>> Begin Task input
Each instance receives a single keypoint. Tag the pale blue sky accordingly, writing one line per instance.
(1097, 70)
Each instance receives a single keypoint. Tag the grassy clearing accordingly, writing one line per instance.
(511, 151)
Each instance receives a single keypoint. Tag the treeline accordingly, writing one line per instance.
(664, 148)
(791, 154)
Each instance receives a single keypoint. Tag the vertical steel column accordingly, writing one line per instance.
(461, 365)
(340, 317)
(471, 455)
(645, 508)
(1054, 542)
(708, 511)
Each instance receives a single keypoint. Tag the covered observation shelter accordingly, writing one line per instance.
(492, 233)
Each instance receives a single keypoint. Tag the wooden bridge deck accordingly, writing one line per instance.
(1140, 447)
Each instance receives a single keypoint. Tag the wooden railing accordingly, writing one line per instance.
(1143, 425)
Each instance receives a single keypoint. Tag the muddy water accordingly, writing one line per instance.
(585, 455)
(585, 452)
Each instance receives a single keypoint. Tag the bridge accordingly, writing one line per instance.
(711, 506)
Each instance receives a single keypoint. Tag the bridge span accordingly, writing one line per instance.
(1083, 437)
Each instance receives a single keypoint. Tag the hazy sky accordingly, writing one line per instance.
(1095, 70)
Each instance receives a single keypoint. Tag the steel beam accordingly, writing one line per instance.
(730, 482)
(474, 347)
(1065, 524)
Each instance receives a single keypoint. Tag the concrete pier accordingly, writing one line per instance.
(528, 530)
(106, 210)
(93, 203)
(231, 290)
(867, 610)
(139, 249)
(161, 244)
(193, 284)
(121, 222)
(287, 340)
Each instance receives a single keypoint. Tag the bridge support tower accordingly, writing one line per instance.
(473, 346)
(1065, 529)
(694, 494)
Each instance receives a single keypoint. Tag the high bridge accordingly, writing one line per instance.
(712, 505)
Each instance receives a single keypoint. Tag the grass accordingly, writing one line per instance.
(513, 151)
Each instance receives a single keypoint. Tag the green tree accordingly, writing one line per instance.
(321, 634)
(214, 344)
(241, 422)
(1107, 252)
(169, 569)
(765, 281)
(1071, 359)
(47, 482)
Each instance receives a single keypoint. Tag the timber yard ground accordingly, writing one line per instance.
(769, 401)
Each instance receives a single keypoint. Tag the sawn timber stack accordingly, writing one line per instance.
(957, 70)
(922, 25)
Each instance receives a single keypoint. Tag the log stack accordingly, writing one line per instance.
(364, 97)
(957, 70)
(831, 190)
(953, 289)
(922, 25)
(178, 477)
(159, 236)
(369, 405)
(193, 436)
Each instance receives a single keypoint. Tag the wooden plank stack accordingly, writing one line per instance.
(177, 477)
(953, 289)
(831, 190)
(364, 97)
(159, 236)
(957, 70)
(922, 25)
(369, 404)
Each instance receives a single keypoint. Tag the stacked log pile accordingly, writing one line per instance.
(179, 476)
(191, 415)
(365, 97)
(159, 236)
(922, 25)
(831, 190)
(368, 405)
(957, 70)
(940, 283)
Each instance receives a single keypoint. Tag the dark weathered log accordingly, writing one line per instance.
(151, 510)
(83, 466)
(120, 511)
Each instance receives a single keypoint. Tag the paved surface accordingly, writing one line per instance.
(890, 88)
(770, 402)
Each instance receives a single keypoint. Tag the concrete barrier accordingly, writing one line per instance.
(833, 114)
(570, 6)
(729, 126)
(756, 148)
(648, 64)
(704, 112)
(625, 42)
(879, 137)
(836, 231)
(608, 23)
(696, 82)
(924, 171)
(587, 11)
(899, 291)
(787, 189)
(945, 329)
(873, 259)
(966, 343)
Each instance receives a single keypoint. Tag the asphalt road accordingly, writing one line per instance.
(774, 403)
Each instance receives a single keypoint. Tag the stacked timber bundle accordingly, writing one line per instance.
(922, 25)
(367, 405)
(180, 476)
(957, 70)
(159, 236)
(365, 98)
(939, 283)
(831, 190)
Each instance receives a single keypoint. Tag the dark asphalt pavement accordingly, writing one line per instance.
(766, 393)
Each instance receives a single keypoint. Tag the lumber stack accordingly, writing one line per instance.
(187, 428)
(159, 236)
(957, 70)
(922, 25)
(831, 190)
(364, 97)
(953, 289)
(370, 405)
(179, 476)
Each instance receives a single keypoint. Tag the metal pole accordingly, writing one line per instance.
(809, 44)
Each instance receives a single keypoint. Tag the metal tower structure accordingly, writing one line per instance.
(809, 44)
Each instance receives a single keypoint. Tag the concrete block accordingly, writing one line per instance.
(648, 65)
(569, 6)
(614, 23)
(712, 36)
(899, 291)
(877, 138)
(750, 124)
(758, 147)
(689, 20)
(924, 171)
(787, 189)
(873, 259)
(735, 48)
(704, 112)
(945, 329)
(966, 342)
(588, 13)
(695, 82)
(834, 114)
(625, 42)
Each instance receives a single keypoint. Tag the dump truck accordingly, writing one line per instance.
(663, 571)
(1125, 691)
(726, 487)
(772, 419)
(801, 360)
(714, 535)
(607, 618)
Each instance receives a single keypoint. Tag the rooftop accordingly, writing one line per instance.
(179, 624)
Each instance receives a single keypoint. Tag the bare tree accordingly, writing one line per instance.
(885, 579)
>> End Task input
>> Begin Task input
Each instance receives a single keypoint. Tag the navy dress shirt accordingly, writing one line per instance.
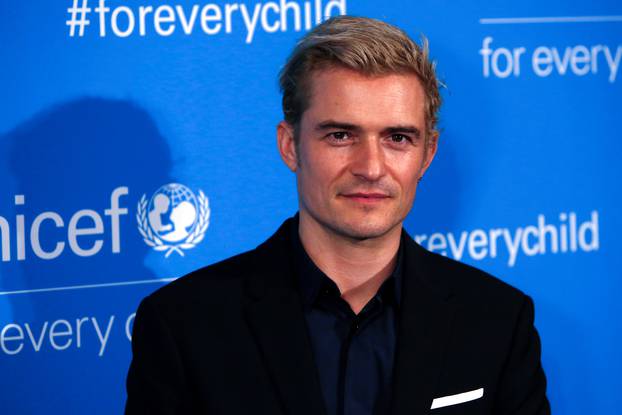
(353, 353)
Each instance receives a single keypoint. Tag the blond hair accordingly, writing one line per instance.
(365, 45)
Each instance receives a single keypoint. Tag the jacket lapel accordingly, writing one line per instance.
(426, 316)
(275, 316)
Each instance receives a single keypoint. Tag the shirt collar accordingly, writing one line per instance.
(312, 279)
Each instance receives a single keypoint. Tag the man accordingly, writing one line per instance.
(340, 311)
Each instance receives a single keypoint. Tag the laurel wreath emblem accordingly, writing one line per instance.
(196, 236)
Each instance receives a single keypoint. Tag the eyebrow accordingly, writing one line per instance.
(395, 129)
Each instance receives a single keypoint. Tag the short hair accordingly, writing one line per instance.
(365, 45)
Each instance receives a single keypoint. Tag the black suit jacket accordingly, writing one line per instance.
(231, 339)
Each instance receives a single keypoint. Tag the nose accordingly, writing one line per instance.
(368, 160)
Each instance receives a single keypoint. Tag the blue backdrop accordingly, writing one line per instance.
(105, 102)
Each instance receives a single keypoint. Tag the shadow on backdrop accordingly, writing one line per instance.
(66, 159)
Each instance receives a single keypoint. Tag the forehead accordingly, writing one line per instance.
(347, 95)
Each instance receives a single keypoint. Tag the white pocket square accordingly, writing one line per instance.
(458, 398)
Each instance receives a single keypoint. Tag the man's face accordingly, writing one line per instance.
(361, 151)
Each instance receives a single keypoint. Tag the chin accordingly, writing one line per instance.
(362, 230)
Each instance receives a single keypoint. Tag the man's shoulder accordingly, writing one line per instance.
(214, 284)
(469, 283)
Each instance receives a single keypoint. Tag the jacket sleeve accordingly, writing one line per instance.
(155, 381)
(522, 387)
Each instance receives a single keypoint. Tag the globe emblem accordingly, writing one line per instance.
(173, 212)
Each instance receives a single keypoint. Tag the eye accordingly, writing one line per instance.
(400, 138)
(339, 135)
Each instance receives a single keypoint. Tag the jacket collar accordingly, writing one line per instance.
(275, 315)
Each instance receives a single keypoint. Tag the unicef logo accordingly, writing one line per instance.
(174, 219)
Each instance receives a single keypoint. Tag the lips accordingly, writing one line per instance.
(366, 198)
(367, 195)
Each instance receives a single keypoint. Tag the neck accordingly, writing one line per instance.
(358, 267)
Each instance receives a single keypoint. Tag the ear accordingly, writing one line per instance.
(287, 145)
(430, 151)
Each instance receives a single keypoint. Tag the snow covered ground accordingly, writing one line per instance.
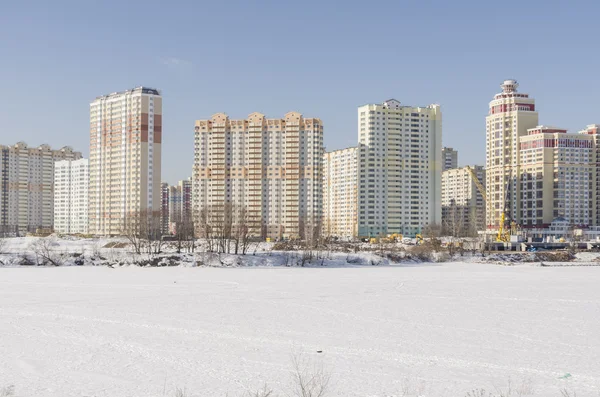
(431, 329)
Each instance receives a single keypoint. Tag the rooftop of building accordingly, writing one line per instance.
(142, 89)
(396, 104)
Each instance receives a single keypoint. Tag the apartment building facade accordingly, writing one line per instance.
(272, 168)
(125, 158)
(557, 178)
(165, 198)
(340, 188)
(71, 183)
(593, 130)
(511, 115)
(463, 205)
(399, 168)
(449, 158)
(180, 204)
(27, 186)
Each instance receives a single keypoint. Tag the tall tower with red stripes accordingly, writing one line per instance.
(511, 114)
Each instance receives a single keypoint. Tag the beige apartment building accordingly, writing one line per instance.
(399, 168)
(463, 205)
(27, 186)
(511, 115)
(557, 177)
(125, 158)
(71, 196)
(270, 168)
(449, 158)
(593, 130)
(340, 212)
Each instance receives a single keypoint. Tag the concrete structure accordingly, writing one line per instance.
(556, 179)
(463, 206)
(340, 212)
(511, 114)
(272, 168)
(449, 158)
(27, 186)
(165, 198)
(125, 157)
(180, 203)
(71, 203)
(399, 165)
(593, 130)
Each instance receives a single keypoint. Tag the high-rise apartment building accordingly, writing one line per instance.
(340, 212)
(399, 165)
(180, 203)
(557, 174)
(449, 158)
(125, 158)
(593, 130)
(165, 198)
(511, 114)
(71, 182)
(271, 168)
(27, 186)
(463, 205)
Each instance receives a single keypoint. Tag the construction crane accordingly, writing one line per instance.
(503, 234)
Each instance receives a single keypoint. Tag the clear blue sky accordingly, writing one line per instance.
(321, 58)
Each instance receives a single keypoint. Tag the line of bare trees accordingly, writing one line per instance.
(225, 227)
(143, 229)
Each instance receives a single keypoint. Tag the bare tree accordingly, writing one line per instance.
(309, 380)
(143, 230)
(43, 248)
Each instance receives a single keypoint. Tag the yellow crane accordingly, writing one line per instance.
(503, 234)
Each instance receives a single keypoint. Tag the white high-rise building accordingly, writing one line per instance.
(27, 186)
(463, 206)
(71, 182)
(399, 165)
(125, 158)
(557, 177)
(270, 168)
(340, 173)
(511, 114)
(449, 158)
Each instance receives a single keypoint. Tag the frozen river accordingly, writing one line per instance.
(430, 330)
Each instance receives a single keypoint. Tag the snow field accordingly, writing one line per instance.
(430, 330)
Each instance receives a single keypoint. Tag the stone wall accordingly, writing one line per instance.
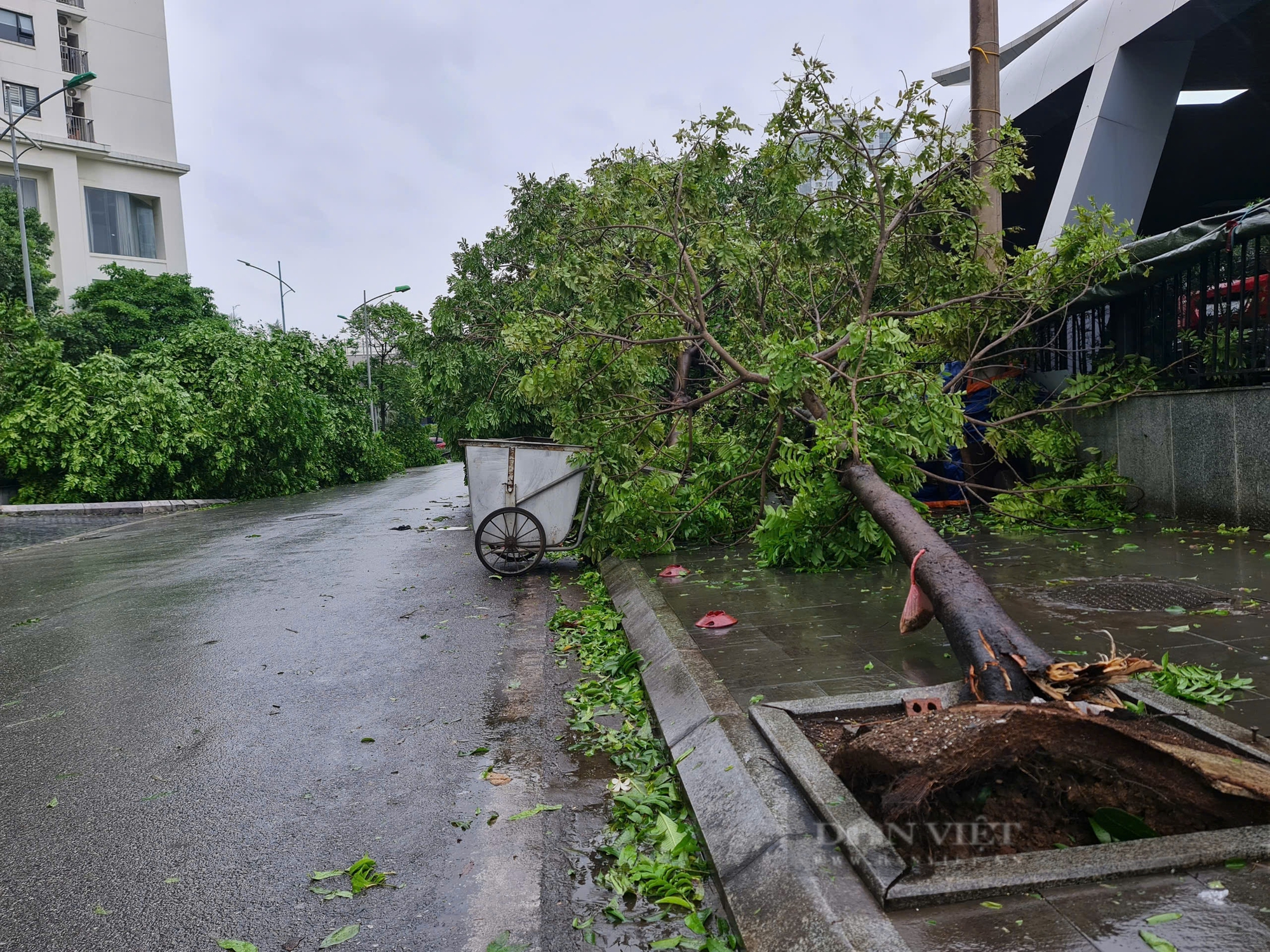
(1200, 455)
>> End Task input
What you are asked to do>
Please copy out the listing word for word, from the line holding "Each instance receives a single keypoint. Tag the pale" through the line holding "(1065, 524)", both included.

Problem solution>
Each instance receives a single keypoint. Tag the pale blue sky accordingly, writing one line per instance.
(1097, 70)
Each instance receives a single keypoint. Tag the grassy clearing accordingly, writing one line per instance.
(511, 151)
Each instance receives a single keypoint. Tag the treeline accordingly, writing one line per instance.
(664, 148)
(791, 154)
Each instance receives a single keypoint. Tag the vertical steel column accordingly, writing one line per instance.
(461, 365)
(340, 317)
(471, 455)
(645, 508)
(1054, 542)
(708, 511)
Each instance receives a single keypoint. Tag the covered observation shelter accordingly, writing one line per instance.
(492, 233)
Each instance receives a single keypoint. Tag the wooden bridge deck accordingly, writing one line per instance.
(1140, 447)
Each instance receives a single keypoint. Tag the wooden railing accordingly, writing one line per instance.
(1143, 425)
Each instance receives a single keypoint. Tag the muddy water accordingly, writing one line per instance.
(585, 455)
(585, 452)
Each instance receives a single keypoint. Tag the bridge accordingly, writing one line per instance.
(711, 506)
Each instance receives a single keypoint. Tag the bridge span accordingly, writing one line per instance.
(1083, 437)
Each instance receives a single keypoint. Tag the hazy sky accordingly, writing one line per instance.
(1095, 70)
Each instance receives a single keypoint. Tag the steel beam accordingly, writing one line per instance.
(730, 482)
(474, 347)
(1065, 524)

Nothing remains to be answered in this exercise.